Information supplied:

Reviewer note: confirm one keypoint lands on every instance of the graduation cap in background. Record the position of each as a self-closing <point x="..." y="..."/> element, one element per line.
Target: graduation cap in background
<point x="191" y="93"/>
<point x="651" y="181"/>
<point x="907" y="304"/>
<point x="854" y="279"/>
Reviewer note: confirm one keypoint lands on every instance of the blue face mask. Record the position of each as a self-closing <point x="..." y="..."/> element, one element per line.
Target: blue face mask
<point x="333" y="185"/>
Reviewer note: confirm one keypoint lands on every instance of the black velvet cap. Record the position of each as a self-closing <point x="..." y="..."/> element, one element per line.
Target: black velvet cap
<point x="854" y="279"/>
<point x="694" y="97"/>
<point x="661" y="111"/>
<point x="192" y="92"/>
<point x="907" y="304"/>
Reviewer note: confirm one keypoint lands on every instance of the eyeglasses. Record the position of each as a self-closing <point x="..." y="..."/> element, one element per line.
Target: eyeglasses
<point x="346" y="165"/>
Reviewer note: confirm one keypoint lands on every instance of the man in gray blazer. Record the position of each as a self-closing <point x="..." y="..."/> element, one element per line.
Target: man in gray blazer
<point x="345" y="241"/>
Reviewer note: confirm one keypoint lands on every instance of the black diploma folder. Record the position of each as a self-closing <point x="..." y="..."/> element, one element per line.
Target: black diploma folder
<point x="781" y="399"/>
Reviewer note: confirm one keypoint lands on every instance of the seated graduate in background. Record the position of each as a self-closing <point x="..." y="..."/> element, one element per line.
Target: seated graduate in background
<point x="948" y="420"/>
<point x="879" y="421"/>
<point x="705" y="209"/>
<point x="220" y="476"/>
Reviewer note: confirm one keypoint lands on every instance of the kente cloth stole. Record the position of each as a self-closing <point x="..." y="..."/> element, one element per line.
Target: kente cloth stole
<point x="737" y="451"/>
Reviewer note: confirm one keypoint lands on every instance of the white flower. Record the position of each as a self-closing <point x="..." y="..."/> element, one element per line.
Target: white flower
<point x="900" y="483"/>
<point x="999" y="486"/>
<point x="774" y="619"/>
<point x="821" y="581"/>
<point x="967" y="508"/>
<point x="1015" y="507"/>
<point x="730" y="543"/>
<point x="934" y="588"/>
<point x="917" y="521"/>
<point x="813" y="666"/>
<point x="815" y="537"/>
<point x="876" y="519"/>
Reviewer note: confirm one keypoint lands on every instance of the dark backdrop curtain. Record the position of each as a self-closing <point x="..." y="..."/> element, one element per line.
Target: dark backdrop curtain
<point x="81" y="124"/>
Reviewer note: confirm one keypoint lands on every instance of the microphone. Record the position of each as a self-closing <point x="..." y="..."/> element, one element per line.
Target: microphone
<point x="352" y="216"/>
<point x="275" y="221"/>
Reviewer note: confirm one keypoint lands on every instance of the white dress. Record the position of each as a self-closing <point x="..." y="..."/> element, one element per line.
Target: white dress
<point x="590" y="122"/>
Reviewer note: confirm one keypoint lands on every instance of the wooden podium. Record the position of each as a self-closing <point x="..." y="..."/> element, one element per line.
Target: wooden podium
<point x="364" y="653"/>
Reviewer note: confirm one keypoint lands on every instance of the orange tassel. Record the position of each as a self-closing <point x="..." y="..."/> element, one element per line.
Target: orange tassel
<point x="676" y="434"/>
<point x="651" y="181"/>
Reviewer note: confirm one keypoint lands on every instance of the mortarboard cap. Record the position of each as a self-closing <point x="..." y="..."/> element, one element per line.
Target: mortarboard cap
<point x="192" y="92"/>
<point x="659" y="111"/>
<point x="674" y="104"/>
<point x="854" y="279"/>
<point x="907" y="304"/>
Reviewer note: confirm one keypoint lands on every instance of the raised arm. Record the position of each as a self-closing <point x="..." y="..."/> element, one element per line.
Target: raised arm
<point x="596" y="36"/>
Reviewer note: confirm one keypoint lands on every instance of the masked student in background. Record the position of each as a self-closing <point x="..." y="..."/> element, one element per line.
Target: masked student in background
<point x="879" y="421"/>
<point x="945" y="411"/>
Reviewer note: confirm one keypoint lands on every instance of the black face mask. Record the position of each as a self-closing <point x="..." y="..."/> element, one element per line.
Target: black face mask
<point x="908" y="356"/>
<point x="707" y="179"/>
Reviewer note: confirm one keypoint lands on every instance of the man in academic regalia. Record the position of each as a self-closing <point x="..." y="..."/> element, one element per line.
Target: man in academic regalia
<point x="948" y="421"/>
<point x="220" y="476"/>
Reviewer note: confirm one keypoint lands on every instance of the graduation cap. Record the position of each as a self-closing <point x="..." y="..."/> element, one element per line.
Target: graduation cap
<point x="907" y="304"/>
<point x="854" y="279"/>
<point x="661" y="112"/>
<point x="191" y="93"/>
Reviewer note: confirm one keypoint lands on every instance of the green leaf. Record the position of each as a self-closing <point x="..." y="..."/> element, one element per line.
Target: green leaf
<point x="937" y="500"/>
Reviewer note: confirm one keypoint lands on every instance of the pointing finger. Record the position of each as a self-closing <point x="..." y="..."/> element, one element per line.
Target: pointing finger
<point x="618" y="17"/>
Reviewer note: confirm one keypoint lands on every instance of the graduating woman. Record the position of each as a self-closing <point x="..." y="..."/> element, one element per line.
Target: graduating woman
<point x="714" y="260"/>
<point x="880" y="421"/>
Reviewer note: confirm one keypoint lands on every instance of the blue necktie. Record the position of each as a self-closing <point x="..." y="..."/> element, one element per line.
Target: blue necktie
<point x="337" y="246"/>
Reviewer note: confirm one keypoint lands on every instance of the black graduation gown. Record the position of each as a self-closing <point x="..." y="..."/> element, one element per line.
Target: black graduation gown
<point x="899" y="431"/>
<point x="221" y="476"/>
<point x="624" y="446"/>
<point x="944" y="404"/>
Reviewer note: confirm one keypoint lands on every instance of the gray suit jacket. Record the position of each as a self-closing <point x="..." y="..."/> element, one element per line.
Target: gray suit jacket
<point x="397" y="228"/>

Requirement: The full data, transcribed without change, is the expected answer.

Task output:
Reviewer note: confirm one keypoint lands on every instance of the graduation cap in background. Record the position of each as a self-closing <point x="..." y="..."/> element, one element per line.
Target: graduation cap in background
<point x="191" y="93"/>
<point x="651" y="181"/>
<point x="907" y="304"/>
<point x="854" y="279"/>
Reviewer note: confirm one keypoint lands on every instance of the blue face mask. Record the position of each as a self-closing <point x="..." y="..."/> element, one element per line.
Target: blue face mask
<point x="333" y="185"/>
Reviewer note: confirm one keypoint lands on every instance of the black velvet cap. Record the position of each as a self-closing <point x="..." y="..."/> element, one element per line.
Target: black velvet cap
<point x="854" y="279"/>
<point x="694" y="97"/>
<point x="661" y="111"/>
<point x="192" y="92"/>
<point x="907" y="304"/>
Reviewer note: confirm one keypoint lands on every instance of the eyeglasses. Record the position of each as a self-closing <point x="..." y="..."/> element, one element per line.
Target: eyeglasses
<point x="346" y="165"/>
Reviewer note: confirm one keypoint lands on every instance of the man in gray blazer. Record the position of each as a self-closing <point x="..." y="..."/> element, one element per line.
Target: man in gray blazer
<point x="345" y="241"/>
Reviewer note: confirm one keypoint lands on every instance of the black diploma folder. Record the position of each as a self-closing <point x="..." y="..."/> element, one element per line.
Target: black diploma folder
<point x="781" y="399"/>
Reviewer note: confirm one keypoint lands on every instance of the seated graduate in background. Record the position of each as a self-closing <point x="..." y="..."/> element, one element per line.
Target: seated graduate in background
<point x="948" y="420"/>
<point x="879" y="421"/>
<point x="705" y="209"/>
<point x="220" y="476"/>
Reviewer note: confirm one keypoint lands on every instance of the kente cloth stole. Record the position of each as a self-closing <point x="..." y="..."/> element, one element per line.
Target: kente cloth stole
<point x="737" y="451"/>
Reviewer note: confirm one keypoint lands on every instance of the white flower. Record the position of each as a self-closing <point x="..." y="..."/> element, one element per line.
Target: white flower
<point x="900" y="483"/>
<point x="999" y="486"/>
<point x="774" y="619"/>
<point x="821" y="581"/>
<point x="967" y="508"/>
<point x="1015" y="507"/>
<point x="730" y="543"/>
<point x="934" y="588"/>
<point x="917" y="521"/>
<point x="813" y="666"/>
<point x="815" y="537"/>
<point x="876" y="519"/>
Reviewer note: confirm one keypoint lands on every instance of the dark backdrop curtain. Record the position of each as a self-closing <point x="..." y="..."/> element, one element per line.
Target: dark backdrop curtain
<point x="81" y="124"/>
Reviewer note: confirm one keypoint lands on every instance of the microphone. Record the position of each as a self-closing <point x="..." y="..."/> element, one element per line.
Target: microphone
<point x="352" y="216"/>
<point x="275" y="221"/>
Reviewer note: confirm one keypoint lands on every instance of the white dress. Record the position of each as a self-closing <point x="..." y="..."/> element, one element per line.
Target: white dress
<point x="590" y="122"/>
Reviewer note: confirm one keypoint lands on every instance of the wooden podium. Record the position of each as a self-closing <point x="..." y="..."/> element, one element per line.
Target: wooden podium
<point x="364" y="653"/>
Reviewer note: confirm one keypoint lands on every instance of the orange tassel. Record the position of each as a self-closing <point x="..." y="..."/> element, one element per line.
Target: orange tassel
<point x="676" y="434"/>
<point x="651" y="181"/>
Reviewer note: confirm one keypoint lands on every instance of the mortarboard cap. Record the position of each as a self-closing <point x="..." y="..."/> element, one element per line.
Target: mortarboard cap
<point x="192" y="92"/>
<point x="659" y="111"/>
<point x="674" y="104"/>
<point x="854" y="279"/>
<point x="907" y="304"/>
Reviewer note: confirm one keypoint lands on every instance of the raised arm. Record the position of each as a self-closing <point x="..." y="..."/> element, one element per line.
Target: raised arm
<point x="596" y="36"/>
Reviewer note: confirm one keypoint lands on every instance of the masked student in background. Record the position of each as a self-closing <point x="..." y="..."/> element, one element per line.
Target: masked student in background
<point x="879" y="421"/>
<point x="945" y="411"/>
Reviewer note: confirm one keypoint lands on every instance of the black face mask. Record the position of each as a self-closing <point x="..." y="..."/> element, one element per line.
Target: black face mask
<point x="908" y="356"/>
<point x="707" y="179"/>
Reviewer note: confirm one keypoint lands on every instance of the man in academic regalia. Record the position of each as a self-closing <point x="..." y="..."/> element, one element per line.
Target: man in academic regalia
<point x="948" y="421"/>
<point x="220" y="476"/>
Reviewer note: confirm one keypoint lands on every instance of the graduation cap. Record the position of each as a self-closing <point x="..." y="..."/> element, one element per line.
Target: graduation cap
<point x="907" y="304"/>
<point x="854" y="279"/>
<point x="661" y="112"/>
<point x="191" y="93"/>
Reviewer note: confirm one keypoint lands on every instance of the green leaf. Record the position of each as a self-closing <point x="..." y="..."/> element, one element per line.
Target: green leaf
<point x="937" y="500"/>
Reviewer note: confirm one keypoint lands on every instance of the pointing finger. Record the position of each as a self-closing <point x="..." y="..."/> element, one element per line.
Target: pointing finger
<point x="618" y="17"/>
Reviewer note: confirm one keypoint lands on every instance of the graduating woman. Record the position of each as a self-closing <point x="..." y="..."/> element, one element per line.
Target: graduating woman
<point x="714" y="260"/>
<point x="880" y="421"/>
Reviewer note: confirm one keypoint lands on every instance of the blue necktie. Record the position of each as a self-closing <point x="..." y="..."/> element, one element per line.
Target: blue necktie
<point x="337" y="246"/>
Reviewer note: confirm one keypoint lands on every instance of the black graduation gown. Record the position of each as a self-closing <point x="..." y="..."/> element, one element per line.
Target: black graduation gown
<point x="899" y="431"/>
<point x="221" y="476"/>
<point x="624" y="446"/>
<point x="944" y="404"/>
Reviewer note: confirm one keypoint lands on every instance of the gray suit jacket. Record the position of each as a self-closing <point x="..." y="..."/> element, one element per line.
Target: gray suit jacket
<point x="397" y="228"/>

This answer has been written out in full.